── Extract provided
Chapter 8.3, Problem 70E

Solution

The standard form for the equation of the hyperbola centered at the origin with the $x$ axis as the focal axis.

It has been determined that the standard form for the equation of the hyperbola centered at the origin with the $x$ axis as the focal axis, is $\frac{x^2}{1600}-\frac{y^2}{2000}=1$ .

Given:

A Cassegrain telescope has the dimensions shown in the figure:

  

Concept used:

Hyperbolas centered at the origin with the $x$ axis as the focal axis, has equation $\frac{x^2}{a^2}-\frac{y^2}{b^2}=1$ , foci at $\left(\pm c,0\right)$ and vertex at $\left(\pm a,0\right)$ , where $b^2=c^2-a^2$ .

Calculation:

Let the coordinate axes be superimposed such that the given hyperbola is centered at the origin with the $x$ axis as the focal axis.

According to the given figure, the distance between the two foci of the hyperbola, is $120$ cm.

Then, $2c=120$ .

Simplifying,

  $c=60$

According to the given figure, the distance between the two foci of the hyperbola is the sum of the distance between the left focus and the parabola and the distance between the parabola and the right focus.

It is given that the distance between the parabola and the right focus is $100$ cm and the distance between the two foci of the hyperbola is $120$ cm.

This implies that the distance between the left focus and the parabola, is $120-100=20$ cm.

According to the given figure, the distance between the left focus and the vertex of the hyperbola is the sum of the distance between the left focus and the parabola and the distance between the parabola and the hyperbola.
────
── Entries shown
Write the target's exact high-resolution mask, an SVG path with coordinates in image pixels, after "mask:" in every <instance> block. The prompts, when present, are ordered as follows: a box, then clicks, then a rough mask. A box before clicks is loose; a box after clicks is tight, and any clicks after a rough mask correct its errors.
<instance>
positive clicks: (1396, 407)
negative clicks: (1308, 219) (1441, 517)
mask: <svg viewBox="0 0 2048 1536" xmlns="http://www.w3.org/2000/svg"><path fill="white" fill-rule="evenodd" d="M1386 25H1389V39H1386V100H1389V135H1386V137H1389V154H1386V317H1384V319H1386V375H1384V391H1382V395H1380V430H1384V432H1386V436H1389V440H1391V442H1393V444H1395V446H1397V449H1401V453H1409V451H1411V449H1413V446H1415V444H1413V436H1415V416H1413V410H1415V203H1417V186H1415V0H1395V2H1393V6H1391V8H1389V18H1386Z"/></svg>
────
── Entries shown
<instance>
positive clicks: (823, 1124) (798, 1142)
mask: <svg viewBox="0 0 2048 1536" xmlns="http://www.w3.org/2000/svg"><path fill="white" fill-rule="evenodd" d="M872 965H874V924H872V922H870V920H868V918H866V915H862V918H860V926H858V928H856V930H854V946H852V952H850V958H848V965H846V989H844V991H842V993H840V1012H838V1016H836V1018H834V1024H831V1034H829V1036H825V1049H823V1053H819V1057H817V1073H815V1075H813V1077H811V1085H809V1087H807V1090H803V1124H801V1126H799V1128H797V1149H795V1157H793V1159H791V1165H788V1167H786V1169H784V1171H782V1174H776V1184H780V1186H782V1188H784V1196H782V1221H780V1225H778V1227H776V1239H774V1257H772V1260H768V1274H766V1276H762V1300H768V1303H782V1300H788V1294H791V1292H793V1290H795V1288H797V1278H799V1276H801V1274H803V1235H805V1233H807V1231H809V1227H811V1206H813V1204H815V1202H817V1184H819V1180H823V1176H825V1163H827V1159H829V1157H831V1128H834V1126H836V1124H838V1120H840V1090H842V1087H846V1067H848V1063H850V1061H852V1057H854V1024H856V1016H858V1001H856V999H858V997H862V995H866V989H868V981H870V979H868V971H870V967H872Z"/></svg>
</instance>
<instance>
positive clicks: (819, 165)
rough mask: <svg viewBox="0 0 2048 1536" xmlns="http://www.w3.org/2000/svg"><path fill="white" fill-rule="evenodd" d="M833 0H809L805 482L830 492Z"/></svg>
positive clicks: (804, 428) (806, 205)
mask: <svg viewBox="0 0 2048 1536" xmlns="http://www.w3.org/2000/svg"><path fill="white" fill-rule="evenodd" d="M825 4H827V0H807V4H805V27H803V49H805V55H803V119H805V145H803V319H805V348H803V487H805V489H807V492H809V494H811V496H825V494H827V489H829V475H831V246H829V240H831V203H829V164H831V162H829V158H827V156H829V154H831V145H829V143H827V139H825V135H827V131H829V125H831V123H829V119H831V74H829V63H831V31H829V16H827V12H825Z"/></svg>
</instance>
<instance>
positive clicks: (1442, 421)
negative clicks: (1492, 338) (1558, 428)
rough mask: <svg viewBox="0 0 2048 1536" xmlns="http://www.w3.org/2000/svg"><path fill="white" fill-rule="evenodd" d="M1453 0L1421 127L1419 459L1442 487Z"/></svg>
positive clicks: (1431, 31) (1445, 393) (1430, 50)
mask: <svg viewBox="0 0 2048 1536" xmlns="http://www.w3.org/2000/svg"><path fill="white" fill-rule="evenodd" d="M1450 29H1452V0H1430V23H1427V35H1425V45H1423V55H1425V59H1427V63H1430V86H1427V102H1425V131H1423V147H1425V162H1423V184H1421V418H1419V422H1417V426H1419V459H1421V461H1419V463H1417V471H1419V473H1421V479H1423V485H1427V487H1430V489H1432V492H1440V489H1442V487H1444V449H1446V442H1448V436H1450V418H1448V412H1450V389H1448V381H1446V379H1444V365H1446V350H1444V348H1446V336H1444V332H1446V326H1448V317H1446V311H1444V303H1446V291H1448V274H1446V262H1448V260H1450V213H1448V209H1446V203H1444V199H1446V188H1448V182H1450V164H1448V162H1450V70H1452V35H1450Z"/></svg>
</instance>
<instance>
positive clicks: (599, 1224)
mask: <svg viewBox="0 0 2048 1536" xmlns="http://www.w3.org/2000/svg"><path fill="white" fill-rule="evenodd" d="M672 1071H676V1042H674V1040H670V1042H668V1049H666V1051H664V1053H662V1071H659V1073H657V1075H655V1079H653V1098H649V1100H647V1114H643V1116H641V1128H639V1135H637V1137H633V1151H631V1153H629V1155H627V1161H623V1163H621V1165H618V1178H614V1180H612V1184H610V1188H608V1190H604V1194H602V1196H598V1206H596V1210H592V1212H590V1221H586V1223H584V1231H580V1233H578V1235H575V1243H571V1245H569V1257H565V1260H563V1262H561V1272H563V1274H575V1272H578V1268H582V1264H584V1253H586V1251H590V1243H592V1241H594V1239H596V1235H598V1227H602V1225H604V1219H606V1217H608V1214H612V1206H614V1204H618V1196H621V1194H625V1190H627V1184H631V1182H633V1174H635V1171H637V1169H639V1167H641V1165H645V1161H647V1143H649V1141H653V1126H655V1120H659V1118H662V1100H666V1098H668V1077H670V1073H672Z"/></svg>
────
◆ **Tasks and exercises**:
1. In the rows, starting with the line with "Write the target's" and going on through the line with "negative clicks: (1308, 219) (1441, 517)", change "clicks" to "points" and give those lines again with everything else unchanged.
2. Continue the solution about the Cassegrain telescope hyperbola from the point where it stops.
The text and the rows were taken from different sources.

◆ **Results for the exercise**:
1.
Write the target's exact high-resolution mask, an SVG path with coordinates in image pixels, after "mask:" in every <instance> block. The prompts, when present, are ordered as follows: a box, then points, then a rough mask. A box before points is loose; a box after points is tight, and any points after a rough mask correct its errors.
<instance>
positive points: (1396, 407)
negative points: (1308, 219) (1441, 517)

2.
It is given that the distance between the parabola and the hyperbola is $80$ cm and it has been determined that the distance between the left focus and the parabola, is $20$ cm.

This implies that the distance between the left focus and the vertex of the hyperbola is $80+20=100$ cm.

Note that the referred vertex is not the nearer vertex to the referred focus for the hyperbola.

Then, the distance between them must be $a+c$ .

Now, according to the problem,

  $a+c=100$

Put $c=60$ in the above equation to get,

  $a=40$

Put $c=60$ and $a=40$ in $b^2=c^2-a^2$ to get,

  $\begin{array}{c}{b}^2={\left(60\right)}^2-{\left(40\right)}^2\\ =3600-1600\\ =2000\end{array}$

So, $b^2=2000$ .

Put $a=40$ and $b^2=2000$ in $\frac{x^2}{a^2}-\frac{y^2}{b^2}=1$ to get,

  $\frac{x^2}{{\left(40\right)}^2}-\frac{y^2}{2000}=1$

Simplifying,

  $\frac{x^2}{1600}-\frac{y^2}{2000}=1$

This is the required equation of the hyperbola in standard form.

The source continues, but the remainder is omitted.